**RECORDS FOR THIS EXERCISE**
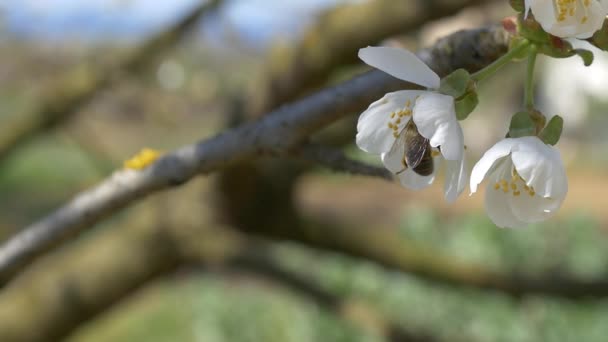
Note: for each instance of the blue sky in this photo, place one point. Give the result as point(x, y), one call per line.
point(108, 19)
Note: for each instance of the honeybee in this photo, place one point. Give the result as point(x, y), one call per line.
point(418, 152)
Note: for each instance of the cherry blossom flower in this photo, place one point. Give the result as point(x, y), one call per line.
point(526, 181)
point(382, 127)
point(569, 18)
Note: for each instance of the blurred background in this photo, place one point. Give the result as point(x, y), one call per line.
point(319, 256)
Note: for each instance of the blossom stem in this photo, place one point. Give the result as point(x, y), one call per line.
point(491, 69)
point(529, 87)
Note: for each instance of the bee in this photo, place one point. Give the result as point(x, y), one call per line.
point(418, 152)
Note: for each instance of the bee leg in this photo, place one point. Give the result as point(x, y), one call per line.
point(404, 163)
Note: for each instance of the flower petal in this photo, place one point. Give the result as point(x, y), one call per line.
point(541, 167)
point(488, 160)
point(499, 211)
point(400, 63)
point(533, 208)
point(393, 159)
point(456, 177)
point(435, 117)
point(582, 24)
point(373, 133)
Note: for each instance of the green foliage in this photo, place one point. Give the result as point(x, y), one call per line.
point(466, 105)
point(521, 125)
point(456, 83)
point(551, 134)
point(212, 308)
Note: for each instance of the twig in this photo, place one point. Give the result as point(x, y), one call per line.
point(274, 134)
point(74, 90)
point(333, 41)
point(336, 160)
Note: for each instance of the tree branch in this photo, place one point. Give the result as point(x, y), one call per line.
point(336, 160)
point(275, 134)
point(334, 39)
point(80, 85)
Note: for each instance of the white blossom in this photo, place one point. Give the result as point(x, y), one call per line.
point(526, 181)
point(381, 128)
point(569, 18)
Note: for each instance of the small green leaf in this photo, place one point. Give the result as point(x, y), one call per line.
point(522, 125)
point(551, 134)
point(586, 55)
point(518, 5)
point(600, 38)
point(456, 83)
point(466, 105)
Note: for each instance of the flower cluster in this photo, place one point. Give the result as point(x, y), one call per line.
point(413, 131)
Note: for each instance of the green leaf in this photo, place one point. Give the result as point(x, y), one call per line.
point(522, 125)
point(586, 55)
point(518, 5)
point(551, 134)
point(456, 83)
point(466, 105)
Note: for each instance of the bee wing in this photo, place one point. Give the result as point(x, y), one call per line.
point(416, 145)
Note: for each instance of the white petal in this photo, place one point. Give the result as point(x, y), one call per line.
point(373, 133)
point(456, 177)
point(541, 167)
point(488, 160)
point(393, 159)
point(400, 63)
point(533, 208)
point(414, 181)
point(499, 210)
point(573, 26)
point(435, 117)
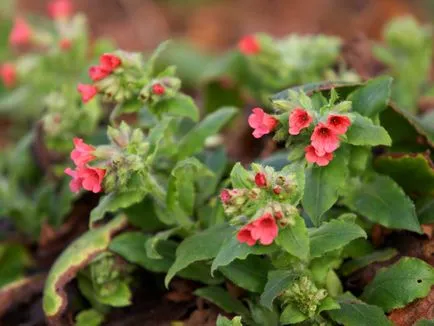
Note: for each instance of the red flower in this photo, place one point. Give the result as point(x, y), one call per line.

**WHAT IS EXPECTED**
Output the entries verbatim, skipping images.

**SOLUTION**
Note: for each instance of the blue sky in this photo, place one point. Give the result as point(x, y), one call per line.
point(108, 19)
Note: for each instance of the honeybee in this photo, place one point. Give the result as point(x, y), one call per line.
point(418, 152)
Note: for each instance of the cherry blossom flower in this photo, place one point. Give the result as point(x, y), one call per line.
point(526, 181)
point(382, 127)
point(569, 18)
Note: for each instance of the blurred background in this photo, place one point. Give the result as point(x, y), one call per line.
point(319, 256)
Note: for each instance of the blossom stem in this photo, place one point. Give the result as point(x, y), one call per line.
point(491, 69)
point(529, 87)
Note: for each instance of the bee in this photo, place one point. Give the result as point(x, y), one call per line.
point(418, 152)
Note: for each instance of the bee leg in this photo, place one point. Give the result as point(x, y), one call per line.
point(404, 163)
Note: for each instance of the flower petal in this photo, place one point. Give the result as point(x, y), one call per line.
point(541, 167)
point(488, 160)
point(499, 211)
point(400, 63)
point(533, 208)
point(393, 159)
point(456, 177)
point(435, 117)
point(582, 24)
point(373, 133)
Note: for each instance of the green foliage in this photo, place one point. Give the result as point(x, y), one call per line.
point(466, 105)
point(521, 125)
point(456, 83)
point(551, 134)
point(212, 308)
Note: for each instance of the twig in this photo, place one point. Give the result as point(x, y), one call per line.
point(274, 134)
point(74, 90)
point(333, 41)
point(336, 160)
Note: for each instance of the tree branch in this photo, place one point. Give the result as point(x, y), one call per line.
point(336, 160)
point(275, 134)
point(334, 39)
point(80, 85)
Note: for each instance of the white blossom in this photo, place one point. Give the result as point(x, y), one call per line.
point(526, 181)
point(381, 128)
point(569, 18)
Note: for each instance of the small green leaf in this photo, place one point. Give the result as point(x, y), one call per line.
point(522, 125)
point(551, 134)
point(586, 55)
point(518, 5)
point(600, 38)
point(456, 83)
point(466, 105)
Note: for each instance of the flower cluster in this photo, place one point. Give the result as point(x, y), one call per line.
point(413, 131)
Note: for each instance of the green leaf in this photo, place one point. Give the result as point(x, y), one call per line.
point(522, 125)
point(586, 55)
point(518, 5)
point(551, 134)
point(456, 83)
point(466, 105)
Note: for each instance of the bee wing in this photo, place one point. Give the result as point(x, y), one call per line.
point(416, 145)
Note: for each instance of the white petal in this photo, place one point. Give the result as point(x, y), one call per line.
point(373, 133)
point(456, 177)
point(541, 167)
point(488, 160)
point(393, 159)
point(400, 63)
point(533, 208)
point(414, 181)
point(499, 210)
point(573, 26)
point(435, 117)
Note: for each instance of the red flower in this photo, place one point. Give the result as point(x, y), one call per line.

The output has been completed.